* **Task directions**:
Every line of the records that holds the word "face" should be copied.

* **Input**:
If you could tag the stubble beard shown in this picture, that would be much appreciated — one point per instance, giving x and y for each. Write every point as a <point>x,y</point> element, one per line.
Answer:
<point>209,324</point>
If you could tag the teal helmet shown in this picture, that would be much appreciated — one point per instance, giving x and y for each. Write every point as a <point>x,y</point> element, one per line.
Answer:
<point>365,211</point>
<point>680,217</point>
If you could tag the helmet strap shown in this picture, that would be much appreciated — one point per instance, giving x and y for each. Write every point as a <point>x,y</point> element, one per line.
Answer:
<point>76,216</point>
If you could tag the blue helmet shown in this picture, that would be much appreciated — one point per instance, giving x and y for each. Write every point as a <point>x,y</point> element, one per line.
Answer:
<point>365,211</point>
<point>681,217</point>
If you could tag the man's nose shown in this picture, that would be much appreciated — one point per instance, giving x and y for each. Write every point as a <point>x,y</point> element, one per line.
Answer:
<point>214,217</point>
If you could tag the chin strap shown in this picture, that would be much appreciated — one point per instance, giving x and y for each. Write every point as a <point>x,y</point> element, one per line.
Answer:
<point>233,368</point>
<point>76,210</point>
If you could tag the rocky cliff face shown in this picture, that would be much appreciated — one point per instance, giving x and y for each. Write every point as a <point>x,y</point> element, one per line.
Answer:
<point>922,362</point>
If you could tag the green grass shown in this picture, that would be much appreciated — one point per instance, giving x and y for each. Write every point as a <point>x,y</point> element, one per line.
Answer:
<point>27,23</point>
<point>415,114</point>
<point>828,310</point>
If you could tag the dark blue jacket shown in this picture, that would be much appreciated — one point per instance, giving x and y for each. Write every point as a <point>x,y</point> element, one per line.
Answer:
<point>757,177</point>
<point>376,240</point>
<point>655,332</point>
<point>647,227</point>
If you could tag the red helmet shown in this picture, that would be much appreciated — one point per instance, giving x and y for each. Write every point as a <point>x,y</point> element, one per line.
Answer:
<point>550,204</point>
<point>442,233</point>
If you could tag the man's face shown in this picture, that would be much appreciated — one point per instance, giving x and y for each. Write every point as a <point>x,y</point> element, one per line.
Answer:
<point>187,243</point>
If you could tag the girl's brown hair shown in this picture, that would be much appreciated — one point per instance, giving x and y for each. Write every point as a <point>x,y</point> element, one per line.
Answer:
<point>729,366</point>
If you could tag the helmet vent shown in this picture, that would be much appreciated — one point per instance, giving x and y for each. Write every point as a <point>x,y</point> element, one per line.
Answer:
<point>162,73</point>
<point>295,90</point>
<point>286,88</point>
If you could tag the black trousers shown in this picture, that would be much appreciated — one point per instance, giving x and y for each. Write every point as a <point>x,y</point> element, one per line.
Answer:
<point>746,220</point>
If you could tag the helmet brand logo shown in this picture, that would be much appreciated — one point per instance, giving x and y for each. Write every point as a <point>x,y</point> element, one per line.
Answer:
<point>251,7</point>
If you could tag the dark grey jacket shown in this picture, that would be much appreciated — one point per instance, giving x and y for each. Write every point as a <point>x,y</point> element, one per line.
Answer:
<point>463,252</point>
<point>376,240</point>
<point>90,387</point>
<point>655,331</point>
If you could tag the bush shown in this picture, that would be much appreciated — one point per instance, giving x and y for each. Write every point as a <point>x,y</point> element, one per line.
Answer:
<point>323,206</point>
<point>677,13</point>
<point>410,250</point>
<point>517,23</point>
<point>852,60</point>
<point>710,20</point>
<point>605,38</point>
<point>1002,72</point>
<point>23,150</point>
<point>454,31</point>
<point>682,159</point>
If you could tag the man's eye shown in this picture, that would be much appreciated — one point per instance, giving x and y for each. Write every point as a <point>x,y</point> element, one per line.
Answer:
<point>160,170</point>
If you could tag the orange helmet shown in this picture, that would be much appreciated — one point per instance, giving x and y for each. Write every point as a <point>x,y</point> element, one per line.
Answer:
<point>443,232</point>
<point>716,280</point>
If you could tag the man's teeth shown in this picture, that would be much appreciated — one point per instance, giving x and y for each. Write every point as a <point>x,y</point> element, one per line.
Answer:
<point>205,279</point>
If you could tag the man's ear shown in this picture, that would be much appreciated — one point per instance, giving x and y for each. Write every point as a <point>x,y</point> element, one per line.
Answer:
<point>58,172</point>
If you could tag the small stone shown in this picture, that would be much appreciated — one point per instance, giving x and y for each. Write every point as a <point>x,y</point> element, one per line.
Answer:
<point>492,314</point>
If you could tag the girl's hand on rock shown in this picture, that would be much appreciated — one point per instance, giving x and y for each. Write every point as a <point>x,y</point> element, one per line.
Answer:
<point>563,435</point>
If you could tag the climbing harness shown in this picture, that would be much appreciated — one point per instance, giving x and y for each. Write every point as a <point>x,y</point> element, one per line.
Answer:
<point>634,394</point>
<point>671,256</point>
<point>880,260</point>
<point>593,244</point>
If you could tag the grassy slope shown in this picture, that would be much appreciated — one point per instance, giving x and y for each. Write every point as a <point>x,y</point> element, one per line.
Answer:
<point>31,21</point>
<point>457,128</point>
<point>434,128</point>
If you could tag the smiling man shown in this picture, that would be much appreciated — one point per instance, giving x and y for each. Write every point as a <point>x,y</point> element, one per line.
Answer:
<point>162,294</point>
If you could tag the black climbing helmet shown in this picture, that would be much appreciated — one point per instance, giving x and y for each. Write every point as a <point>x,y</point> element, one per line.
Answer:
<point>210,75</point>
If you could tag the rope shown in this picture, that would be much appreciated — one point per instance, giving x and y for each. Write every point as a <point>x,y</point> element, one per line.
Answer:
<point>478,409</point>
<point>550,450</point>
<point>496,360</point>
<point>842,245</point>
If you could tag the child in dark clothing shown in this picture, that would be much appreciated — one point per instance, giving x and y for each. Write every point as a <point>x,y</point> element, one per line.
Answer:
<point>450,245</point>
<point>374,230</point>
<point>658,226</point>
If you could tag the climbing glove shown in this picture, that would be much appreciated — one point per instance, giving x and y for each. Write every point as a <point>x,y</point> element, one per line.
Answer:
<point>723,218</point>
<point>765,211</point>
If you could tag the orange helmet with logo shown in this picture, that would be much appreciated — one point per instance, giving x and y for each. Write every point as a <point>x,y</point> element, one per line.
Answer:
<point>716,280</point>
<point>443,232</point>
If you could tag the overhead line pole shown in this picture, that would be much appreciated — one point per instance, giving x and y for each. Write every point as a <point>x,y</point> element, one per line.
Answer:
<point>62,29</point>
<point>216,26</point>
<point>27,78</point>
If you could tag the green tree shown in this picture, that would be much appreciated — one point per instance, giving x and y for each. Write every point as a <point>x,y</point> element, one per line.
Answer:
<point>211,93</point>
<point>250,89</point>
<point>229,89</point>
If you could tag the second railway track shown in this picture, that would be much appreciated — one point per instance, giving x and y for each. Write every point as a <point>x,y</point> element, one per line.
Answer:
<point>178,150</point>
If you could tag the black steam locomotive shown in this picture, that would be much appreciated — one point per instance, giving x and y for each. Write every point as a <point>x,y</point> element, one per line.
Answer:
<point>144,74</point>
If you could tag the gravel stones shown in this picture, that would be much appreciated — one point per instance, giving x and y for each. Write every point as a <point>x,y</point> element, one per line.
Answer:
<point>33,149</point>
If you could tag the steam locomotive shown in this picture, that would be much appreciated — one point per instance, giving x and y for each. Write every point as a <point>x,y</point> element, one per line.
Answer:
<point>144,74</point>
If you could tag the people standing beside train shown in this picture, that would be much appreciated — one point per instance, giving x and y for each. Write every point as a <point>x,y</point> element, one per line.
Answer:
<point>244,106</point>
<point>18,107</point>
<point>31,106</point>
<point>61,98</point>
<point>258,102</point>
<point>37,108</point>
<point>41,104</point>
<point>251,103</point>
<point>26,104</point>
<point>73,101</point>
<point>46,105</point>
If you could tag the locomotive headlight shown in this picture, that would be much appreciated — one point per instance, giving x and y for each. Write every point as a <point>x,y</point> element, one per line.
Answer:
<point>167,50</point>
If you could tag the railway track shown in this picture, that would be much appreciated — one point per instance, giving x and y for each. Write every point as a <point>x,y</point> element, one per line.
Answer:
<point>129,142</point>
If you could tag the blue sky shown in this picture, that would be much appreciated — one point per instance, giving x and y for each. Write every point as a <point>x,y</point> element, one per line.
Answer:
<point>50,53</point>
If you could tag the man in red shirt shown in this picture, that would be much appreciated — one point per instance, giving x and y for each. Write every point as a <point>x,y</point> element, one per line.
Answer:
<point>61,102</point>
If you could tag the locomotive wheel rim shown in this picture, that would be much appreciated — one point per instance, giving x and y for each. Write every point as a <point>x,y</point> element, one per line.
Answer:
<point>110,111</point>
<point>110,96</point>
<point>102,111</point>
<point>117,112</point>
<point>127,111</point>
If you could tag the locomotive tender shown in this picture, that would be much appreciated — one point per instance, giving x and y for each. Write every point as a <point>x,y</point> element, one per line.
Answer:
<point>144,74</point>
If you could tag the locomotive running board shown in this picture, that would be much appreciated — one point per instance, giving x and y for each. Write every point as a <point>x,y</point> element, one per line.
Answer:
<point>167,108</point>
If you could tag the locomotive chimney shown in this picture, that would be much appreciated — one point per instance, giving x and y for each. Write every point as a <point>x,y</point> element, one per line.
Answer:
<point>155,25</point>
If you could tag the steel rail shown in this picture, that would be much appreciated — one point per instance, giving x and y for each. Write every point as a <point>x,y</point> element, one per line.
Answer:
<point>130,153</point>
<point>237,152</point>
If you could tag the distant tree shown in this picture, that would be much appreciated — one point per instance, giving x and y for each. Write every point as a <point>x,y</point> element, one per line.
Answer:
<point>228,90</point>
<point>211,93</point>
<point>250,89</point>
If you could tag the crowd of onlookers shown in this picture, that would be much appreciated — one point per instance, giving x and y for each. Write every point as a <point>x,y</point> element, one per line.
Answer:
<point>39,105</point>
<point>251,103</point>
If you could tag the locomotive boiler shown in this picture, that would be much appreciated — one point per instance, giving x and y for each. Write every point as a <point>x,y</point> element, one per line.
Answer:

* **Solved exercise**:
If you could tag the rocky cliff face shown in this picture, that would be much appreciated — one point per instance, giving x and y for each. Write every point as a <point>x,y</point> element, one per line.
If you could tag the man's face shown in this picture, that would be much appreciated — one point per instance, giving x and y for each. Write every point as a <point>x,y</point> element, one per line.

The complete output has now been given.